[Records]
- - - - - - -
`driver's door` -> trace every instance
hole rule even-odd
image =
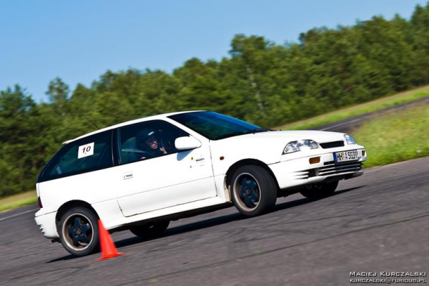
[[[139,149],[135,134],[154,130],[167,154],[151,157]],[[125,216],[152,211],[217,196],[208,140],[199,148],[179,151],[176,138],[190,136],[163,120],[145,122],[118,131],[120,166],[118,202]],[[145,158],[145,159],[140,160]]]

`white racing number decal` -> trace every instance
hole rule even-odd
[[[79,146],[77,159],[94,155],[94,142],[88,143]]]

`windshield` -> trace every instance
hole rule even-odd
[[[169,117],[211,140],[268,131],[245,121],[212,111],[181,113]]]

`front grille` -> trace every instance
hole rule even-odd
[[[295,172],[295,178],[304,180],[319,175],[341,175],[345,173],[356,172],[360,170],[362,170],[361,162],[354,161],[334,164],[334,161],[331,161],[325,162],[325,166],[320,168]]]
[[[331,142],[319,143],[320,147],[324,149],[335,147],[343,147],[344,146],[344,141],[332,141]]]
[[[341,174],[347,172],[355,172],[362,169],[361,162],[347,162],[344,163],[331,164],[319,168],[319,175]]]

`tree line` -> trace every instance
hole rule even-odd
[[[229,57],[192,58],[172,74],[108,70],[73,90],[56,78],[47,103],[16,85],[0,91],[0,197],[34,189],[62,142],[93,131],[93,123],[211,110],[273,127],[428,84],[429,3],[410,20],[313,28],[298,43],[237,35]]]

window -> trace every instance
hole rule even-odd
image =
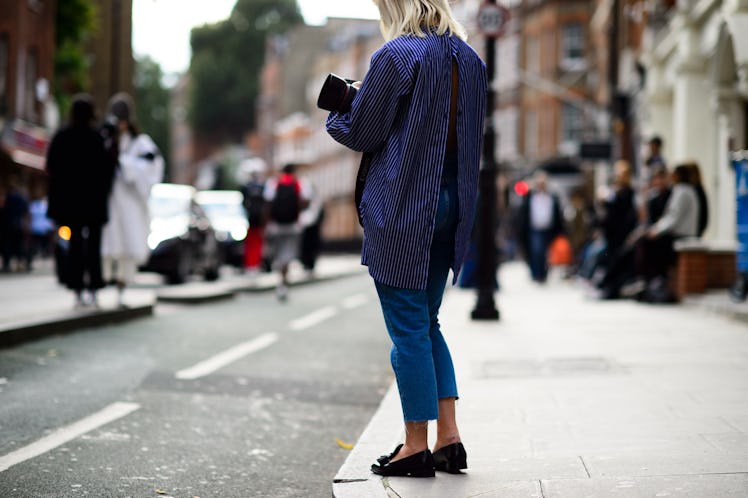
[[[26,59],[26,73],[23,85],[23,116],[29,121],[37,121],[36,80],[39,77],[39,56],[36,49],[29,50]]]
[[[0,116],[8,112],[8,36],[0,34]]]
[[[584,27],[574,22],[564,25],[561,40],[561,61],[573,63],[584,60]]]
[[[538,114],[528,110],[525,115],[525,157],[538,156]]]
[[[579,107],[564,104],[561,108],[561,142],[579,142],[584,132],[584,119]]]
[[[536,37],[527,39],[527,71],[540,74],[540,40]]]

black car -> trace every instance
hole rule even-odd
[[[221,261],[244,268],[244,239],[249,221],[242,193],[238,190],[201,190],[195,200],[210,218],[216,232]]]
[[[193,274],[216,280],[221,258],[213,227],[189,185],[160,183],[151,189],[151,255],[142,270],[179,284]]]

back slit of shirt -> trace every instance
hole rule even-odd
[[[449,103],[449,132],[447,134],[447,154],[457,153],[457,106],[459,102],[460,75],[457,59],[452,57],[452,92]]]

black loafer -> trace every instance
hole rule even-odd
[[[467,468],[467,452],[462,443],[452,443],[434,452],[434,468],[450,474],[462,474],[460,469]]]
[[[385,477],[434,477],[436,475],[434,458],[429,450],[423,450],[394,462],[375,463],[371,466],[371,471]]]
[[[397,452],[400,451],[400,448],[402,447],[403,445],[402,443],[400,443],[397,446],[395,446],[395,449],[389,455],[382,455],[379,458],[377,458],[377,462],[379,463],[379,465],[384,465],[385,463],[395,458],[395,455],[397,455]]]

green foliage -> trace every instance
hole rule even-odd
[[[169,164],[171,91],[161,66],[148,56],[135,59],[135,113],[141,131],[150,135]]]
[[[238,0],[225,21],[192,30],[190,121],[238,141],[255,125],[265,42],[302,21],[296,0]]]
[[[89,87],[85,43],[96,29],[92,0],[57,2],[55,13],[54,94],[63,116],[73,94]]]

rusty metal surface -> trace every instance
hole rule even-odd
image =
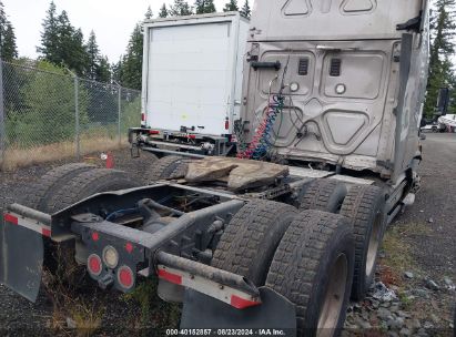
[[[288,175],[288,167],[266,162],[231,157],[207,157],[189,164],[185,180],[191,183],[226,181],[231,191],[274,183]]]

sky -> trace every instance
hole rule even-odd
[[[14,27],[20,57],[36,58],[42,31],[41,24],[50,0],[2,0],[2,2]],[[172,3],[173,0],[54,0],[57,11],[60,13],[65,10],[71,23],[82,29],[85,39],[91,30],[95,32],[100,51],[108,55],[110,62],[116,62],[124,53],[133,28],[136,22],[144,19],[148,7],[152,8],[156,17],[163,2]],[[217,11],[222,11],[227,0],[214,2]],[[189,3],[193,4],[193,0]]]

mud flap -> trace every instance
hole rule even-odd
[[[293,303],[271,288],[261,287],[262,304],[243,310],[197,293],[185,290],[182,329],[270,329],[281,336],[296,336],[296,309]]]
[[[0,283],[36,302],[41,285],[43,238],[40,233],[0,223]]]

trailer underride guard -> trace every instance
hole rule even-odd
[[[34,302],[77,263],[102,289],[156,279],[184,329],[337,336],[419,188],[428,4],[261,0],[246,50],[236,157],[50,171],[3,214],[0,283]]]

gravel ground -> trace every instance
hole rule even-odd
[[[365,302],[353,304],[348,310],[346,336],[372,328],[376,329],[372,336],[378,336],[378,333],[393,337],[452,334],[452,308],[456,303],[456,134],[428,134],[424,155],[420,167],[423,188],[416,203],[388,229],[387,241],[397,244],[397,252],[383,253],[378,283],[373,285]],[[151,163],[145,155],[130,159],[128,150],[118,151],[114,156],[116,168],[138,177]],[[102,165],[97,157],[87,161]],[[27,186],[51,167],[64,163],[0,173],[0,208],[19,200],[27,193]],[[396,257],[401,256],[407,257],[405,266],[396,263]],[[119,321],[128,321],[129,327],[136,326],[139,306],[122,298],[109,298],[101,302],[104,307],[102,326],[112,329],[102,335],[122,334]],[[68,323],[71,325],[64,318],[55,318],[52,304],[44,296],[40,296],[37,304],[31,304],[0,287],[0,335],[8,335],[8,331],[10,336],[30,335],[30,331],[51,335],[47,327],[55,324],[67,326]],[[68,330],[58,334],[71,335]]]

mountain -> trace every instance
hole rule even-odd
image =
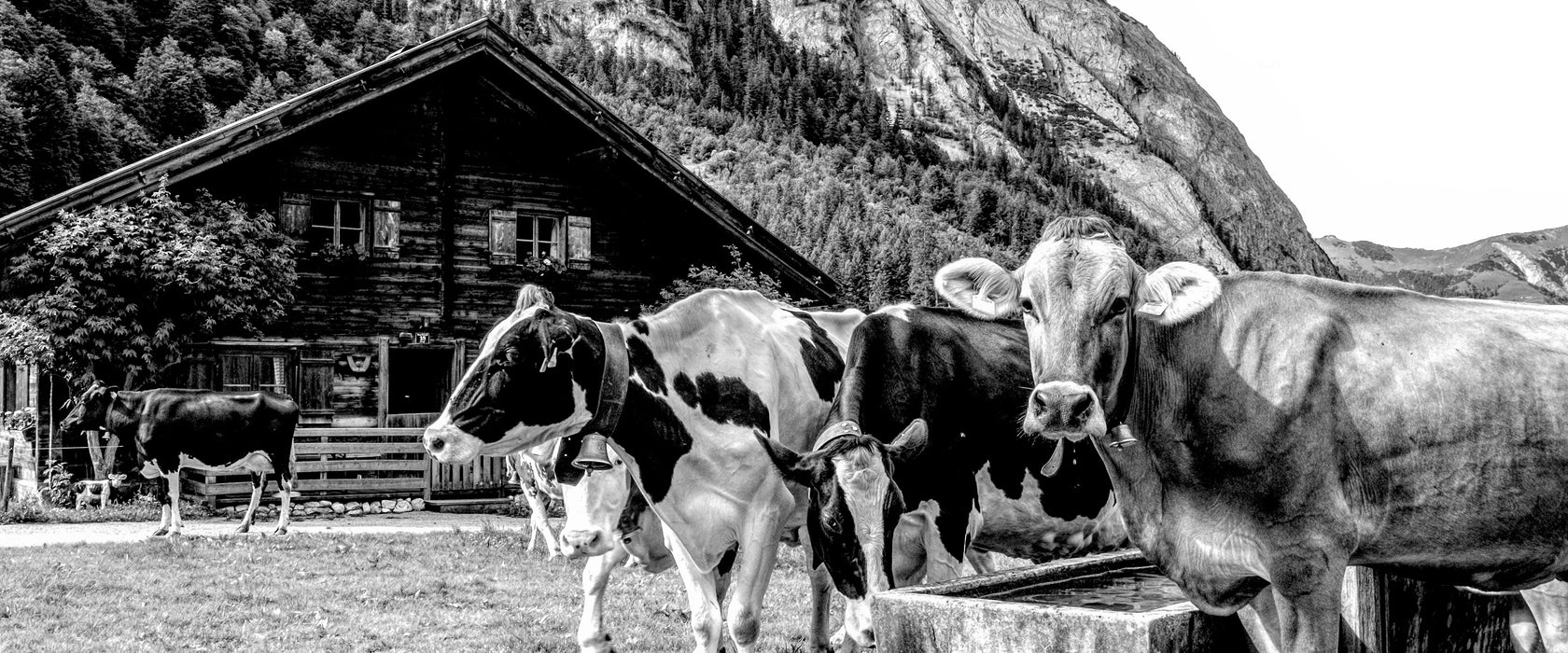
[[[1568,304],[1568,227],[1504,233],[1447,249],[1386,247],[1323,236],[1347,280],[1444,298]]]
[[[626,0],[533,8],[585,28],[602,47],[690,69],[682,30],[660,8]],[[891,122],[950,160],[1027,157],[1029,146],[1007,130],[1027,121],[1168,255],[1220,271],[1336,276],[1215,100],[1148,27],[1105,2],[797,0],[768,8],[781,38],[850,66],[886,99]]]
[[[477,17],[861,307],[1105,216],[1143,265],[1338,277],[1181,61],[1101,0],[0,0],[0,211]]]

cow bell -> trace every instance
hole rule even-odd
[[[602,434],[583,435],[583,446],[577,449],[572,467],[586,471],[605,471],[610,467],[608,440]]]

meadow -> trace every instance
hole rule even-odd
[[[582,562],[525,545],[485,529],[6,548],[0,651],[575,651]],[[781,550],[764,651],[808,648],[808,557]],[[687,614],[673,568],[610,581],[621,651],[690,650]]]

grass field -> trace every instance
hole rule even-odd
[[[575,651],[582,564],[525,545],[486,529],[0,550],[0,651]],[[765,651],[806,650],[806,557],[779,554]],[[618,650],[690,650],[687,623],[673,568],[616,570]]]

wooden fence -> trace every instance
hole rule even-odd
[[[439,465],[425,454],[423,429],[298,429],[295,490],[306,498],[439,498],[499,495],[506,482],[503,457],[481,456],[467,465]],[[276,485],[268,485],[271,496]],[[245,473],[185,468],[183,493],[209,506],[245,503]]]

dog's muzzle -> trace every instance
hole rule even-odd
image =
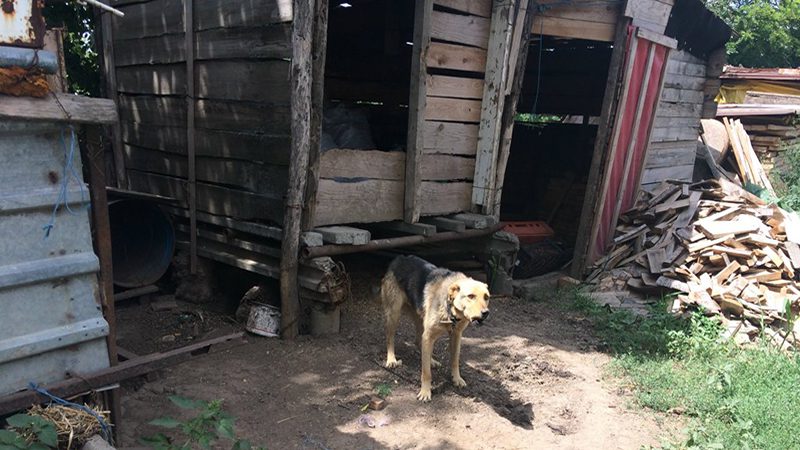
- - - - - - -
Aim: Identify every line in the rows above that contains the word "black", and copy each such line in full. Treat case as significant.

Reply:
black car -> trace every instance
black loafer -> trace every instance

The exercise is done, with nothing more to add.